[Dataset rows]
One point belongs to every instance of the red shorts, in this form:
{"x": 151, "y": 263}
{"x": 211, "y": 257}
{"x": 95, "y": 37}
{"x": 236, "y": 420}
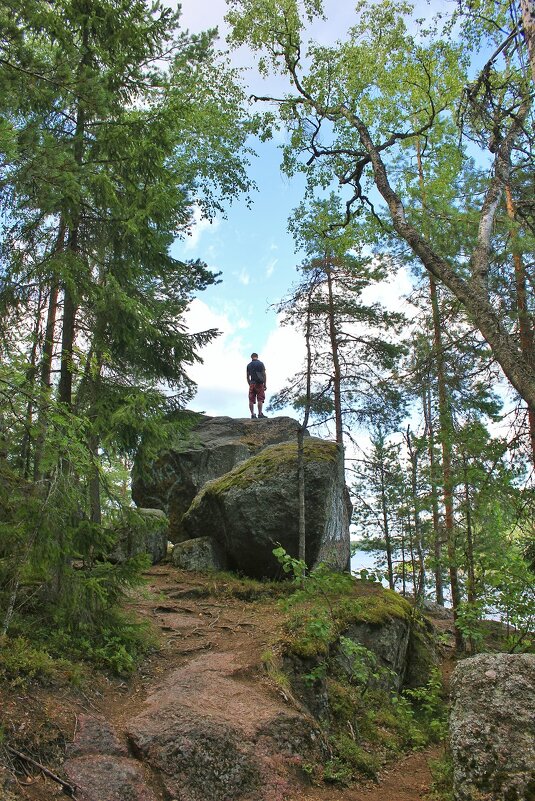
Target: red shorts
{"x": 257, "y": 392}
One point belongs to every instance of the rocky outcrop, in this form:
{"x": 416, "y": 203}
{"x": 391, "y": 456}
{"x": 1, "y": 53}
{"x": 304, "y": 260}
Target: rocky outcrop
{"x": 100, "y": 767}
{"x": 251, "y": 509}
{"x": 210, "y": 448}
{"x": 229, "y": 488}
{"x": 213, "y": 736}
{"x": 201, "y": 553}
{"x": 492, "y": 728}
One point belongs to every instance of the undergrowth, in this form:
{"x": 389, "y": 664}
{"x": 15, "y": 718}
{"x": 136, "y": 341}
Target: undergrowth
{"x": 367, "y": 721}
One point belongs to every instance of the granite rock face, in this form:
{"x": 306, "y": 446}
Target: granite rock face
{"x": 229, "y": 489}
{"x": 251, "y": 509}
{"x": 213, "y": 447}
{"x": 492, "y": 728}
{"x": 201, "y": 553}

◆ **Task instructions**
Render every line of the material above as a Markdown table with the columns No. and Text, numbering the rows and skipping any blank lines. Leave the pictures out.

◆ **Task answer**
| No. | Text |
|---|---|
| 1 | One point belongs to every instance of the red shorts, in this form: |
| 2 | {"x": 151, "y": 263} |
| 3 | {"x": 211, "y": 257} |
| 4 | {"x": 95, "y": 37} |
| 5 | {"x": 236, "y": 420} |
| 6 | Target: red shorts |
| 7 | {"x": 257, "y": 392} |
| 8 | One point belongs to every instance of the rocky outcrop, in this form: |
| 9 | {"x": 416, "y": 203} |
| 10 | {"x": 391, "y": 456} |
| 11 | {"x": 1, "y": 53} |
| 12 | {"x": 304, "y": 260} |
| 13 | Target: rocky outcrop |
| 14 | {"x": 100, "y": 767} |
| 15 | {"x": 251, "y": 509} |
| 16 | {"x": 210, "y": 448} |
| 17 | {"x": 229, "y": 488} |
| 18 | {"x": 213, "y": 736} |
| 19 | {"x": 201, "y": 553} |
| 20 | {"x": 492, "y": 728} |
| 21 | One point belongs to every instance of the undergrowth, in this form: |
| 22 | {"x": 389, "y": 664} |
| 23 | {"x": 15, "y": 718} |
| 24 | {"x": 136, "y": 341} |
| 25 | Target: undergrowth |
| 26 | {"x": 367, "y": 721} |
| 27 | One point belongs to every instance of the granite rock face, in this form: |
| 28 | {"x": 306, "y": 446} |
| 29 | Target: granite rock face |
| 30 | {"x": 229, "y": 489} |
| 31 | {"x": 251, "y": 509} |
| 32 | {"x": 213, "y": 447} |
| 33 | {"x": 492, "y": 728} |
| 34 | {"x": 201, "y": 553} |